======== RECORDED DATA
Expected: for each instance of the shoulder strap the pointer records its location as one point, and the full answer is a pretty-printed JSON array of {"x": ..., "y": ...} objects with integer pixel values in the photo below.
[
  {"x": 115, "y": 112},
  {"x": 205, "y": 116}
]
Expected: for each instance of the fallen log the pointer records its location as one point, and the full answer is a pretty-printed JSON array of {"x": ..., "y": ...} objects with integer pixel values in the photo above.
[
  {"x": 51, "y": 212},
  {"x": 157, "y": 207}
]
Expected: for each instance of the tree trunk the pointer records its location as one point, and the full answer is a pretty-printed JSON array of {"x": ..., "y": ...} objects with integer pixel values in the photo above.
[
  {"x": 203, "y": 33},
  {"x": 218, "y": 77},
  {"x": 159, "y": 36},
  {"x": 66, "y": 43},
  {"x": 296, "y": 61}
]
================
» **BRIEF**
Give the lines from the one containing "Expected: for each instance of the fallen" through the end again, with "pointer" changed to "marker" and nothing else altered.

» **EXERCISE RESPONSE**
Expected: for each instance of the fallen log the marker records its location as one point, and the full answer is a pretty-printed JSON array of {"x": ..., "y": ...} objects with integer pixel values in the photo above.
[
  {"x": 51, "y": 212},
  {"x": 157, "y": 207}
]
Expected: for each instance of the tree trunk the marker records its location as one point, and the full answer is a pretty-printed JSON array of {"x": ..., "y": ...} objects with integer pixel values in the photo above.
[
  {"x": 203, "y": 33},
  {"x": 218, "y": 77},
  {"x": 159, "y": 36},
  {"x": 66, "y": 43},
  {"x": 296, "y": 61}
]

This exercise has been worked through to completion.